*Written problem a*
In the comment thread about software's magic bullet, which two words does one commenter say have a lot of magic in them if properly applied?

So why do I keep running into people who believe that this mythical -- to my mind! -- magic bullet actually exists?
Comments 
5th-Aug-2006 04:22 am (UTC)
I don't know — frankly I think it is because application software engineering suffers in comparison with the advances in computer technology, or any technology where the goal is smaller, faster, better, cheaper ways of doing the same thing. Application developers are being asked to do new things in fundamentally different ways, to be visionaries, standing on hills with shifting sands, expected to completely rewrite process models for things that have "always been done this way" for decades.

I purchased multiple copies of Frederick P. Brooks' The Mythical Man Month 2nd edition — the one with the essay "No Silver Bullet" in it — to toss at over-optimistic werewolvesmanagers who howledwandered in my direction during my 31+-year career.

The ultimate solution by management was to reduce the apparent investment in applications programming by forcibly shrinking the centralized IT budget and firing most of the expert programmers.

The coding was still done. Only it was done under the table by amateurs — and "amateurs" in the worst sense of the word.

Oh, well. I've got a decent pension out of it.
5th-Aug-2006 05:01 am (UTC)
Every up and coming young pup easily picks up the general idea, from a quick look around, that the state of software development is a dreadful mess. Then they become slightly familiar with their first cool technology -- language, development environment, methodology, what have you -- and get to see it work well in a limited, controlled environment. It takes either more experience (that they don't have yet) or more insight than most people possess to realize that the world in general is more complicated than the one case they had, and their spectacular success with their magic bullet technology will not be universally reproducible.

It's just human nature. Once a human has seen something work at least once and not yet seen it fail, they have to be much smarter than the average human not to assume that it will work every time.
5th-Aug-2006 06:47 am (UTC)
The people that believe in the magic bullet probably don't know computers very well. Or do they? Sun touted Java as its magic bullet: "write once, run anywhere." Well, not quite.
5th-Aug-2006 11:05 am (UTC)
There is a magic bullet, actually. The real problem is that that aiming it so that it gets the hard drive, CPU AND manager is hellaciously difficult.
5th-Aug-2006 11:52 am (UTC)
There's no "magic bullet" in the sense of a procedure that can be imposed that will make things automatically work better. But there are two words that have a lot of magic in them if properly applied:

Document.

Test.
5th-Aug-2006 03:31 pm (UTC)

*Written problem b*
Rescale the records from the line with "bucket with a single pin per instance." through the end of the records, both ends included. Repeat every line, requests as well, and multiply each point coordinate by 1.2, rounding to whole numbers with halves going up; leave the pictures out.

*Excerpted records*
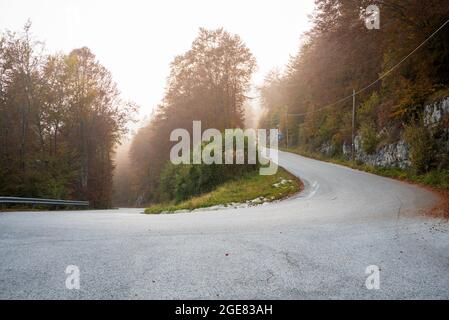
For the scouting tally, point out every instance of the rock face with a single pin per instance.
(436, 112)
(397, 154)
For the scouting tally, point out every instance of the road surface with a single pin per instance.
(315, 245)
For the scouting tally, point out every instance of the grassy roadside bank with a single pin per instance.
(252, 189)
(438, 179)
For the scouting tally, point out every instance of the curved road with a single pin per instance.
(316, 245)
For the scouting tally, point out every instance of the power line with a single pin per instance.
(378, 79)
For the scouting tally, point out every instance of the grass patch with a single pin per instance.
(248, 188)
(436, 178)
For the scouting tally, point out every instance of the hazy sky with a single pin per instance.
(136, 39)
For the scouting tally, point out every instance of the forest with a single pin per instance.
(61, 117)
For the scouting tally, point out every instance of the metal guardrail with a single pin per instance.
(18, 200)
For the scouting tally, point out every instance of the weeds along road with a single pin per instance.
(316, 245)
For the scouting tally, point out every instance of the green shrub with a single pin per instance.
(369, 136)
(184, 181)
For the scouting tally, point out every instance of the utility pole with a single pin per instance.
(353, 127)
(286, 125)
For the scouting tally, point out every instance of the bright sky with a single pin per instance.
(137, 39)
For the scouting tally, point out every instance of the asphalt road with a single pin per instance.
(316, 245)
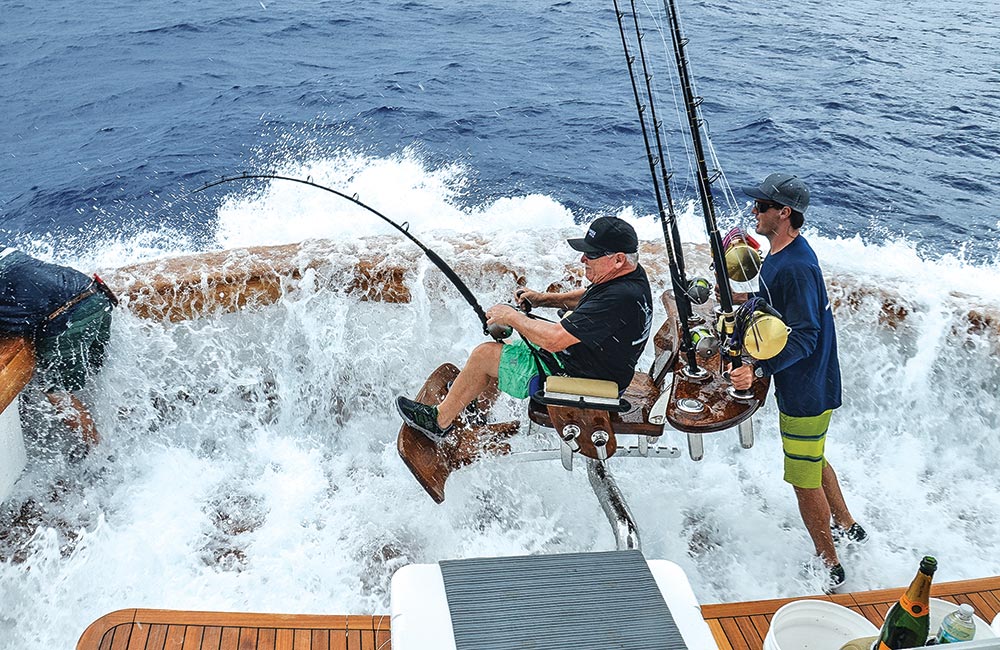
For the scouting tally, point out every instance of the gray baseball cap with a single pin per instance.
(785, 189)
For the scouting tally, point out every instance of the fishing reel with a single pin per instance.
(698, 290)
(742, 255)
(705, 341)
(758, 330)
(501, 332)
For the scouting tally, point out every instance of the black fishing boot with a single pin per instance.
(853, 535)
(423, 418)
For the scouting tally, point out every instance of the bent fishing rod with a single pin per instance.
(668, 218)
(404, 228)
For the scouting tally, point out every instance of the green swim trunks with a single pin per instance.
(517, 369)
(65, 361)
(803, 441)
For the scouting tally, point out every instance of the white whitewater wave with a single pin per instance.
(249, 460)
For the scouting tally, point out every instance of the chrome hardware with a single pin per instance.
(658, 414)
(696, 446)
(613, 504)
(569, 445)
(746, 433)
(690, 405)
(600, 440)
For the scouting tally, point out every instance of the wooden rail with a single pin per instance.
(735, 626)
(162, 629)
(742, 626)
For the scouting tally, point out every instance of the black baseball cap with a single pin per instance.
(784, 189)
(607, 235)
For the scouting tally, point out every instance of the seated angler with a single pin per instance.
(602, 338)
(67, 316)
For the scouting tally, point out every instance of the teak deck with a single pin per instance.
(736, 626)
(742, 626)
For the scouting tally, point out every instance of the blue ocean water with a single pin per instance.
(111, 109)
(249, 460)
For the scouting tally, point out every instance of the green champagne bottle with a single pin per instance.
(907, 624)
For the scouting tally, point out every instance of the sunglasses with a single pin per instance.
(597, 256)
(764, 206)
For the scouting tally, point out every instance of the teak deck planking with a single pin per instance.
(735, 626)
(162, 629)
(742, 626)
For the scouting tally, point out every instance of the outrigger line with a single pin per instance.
(404, 228)
(668, 218)
(691, 104)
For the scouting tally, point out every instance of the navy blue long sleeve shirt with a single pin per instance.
(807, 371)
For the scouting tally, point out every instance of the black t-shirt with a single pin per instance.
(612, 321)
(31, 289)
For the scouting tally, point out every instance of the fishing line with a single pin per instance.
(668, 218)
(404, 228)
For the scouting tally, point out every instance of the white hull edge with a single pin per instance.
(12, 454)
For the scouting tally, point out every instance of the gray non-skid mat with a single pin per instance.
(576, 601)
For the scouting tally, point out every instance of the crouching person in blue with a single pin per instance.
(67, 316)
(602, 338)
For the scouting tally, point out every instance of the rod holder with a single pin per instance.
(696, 446)
(600, 440)
(746, 433)
(569, 445)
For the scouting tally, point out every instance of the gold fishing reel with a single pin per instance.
(764, 336)
(742, 261)
(758, 334)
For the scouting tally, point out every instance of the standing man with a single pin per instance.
(807, 372)
(601, 339)
(67, 316)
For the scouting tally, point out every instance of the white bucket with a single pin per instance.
(815, 625)
(941, 608)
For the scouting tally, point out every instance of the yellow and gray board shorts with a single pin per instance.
(803, 441)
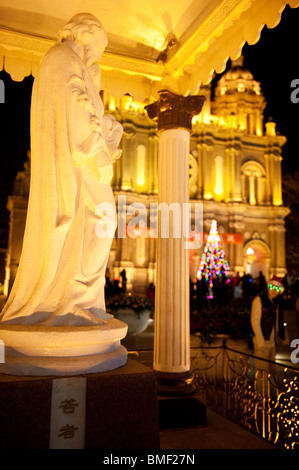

*Correct answer a*
"Document" and "Test."

*Correct answer b*
For the scouting tally, point out every instance of the white bucket with a single pin per instance.
(978, 750)
(1129, 730)
For the scouting tally, point out every instance of the yellow and gray board shorts with a single pin per instance.
(964, 529)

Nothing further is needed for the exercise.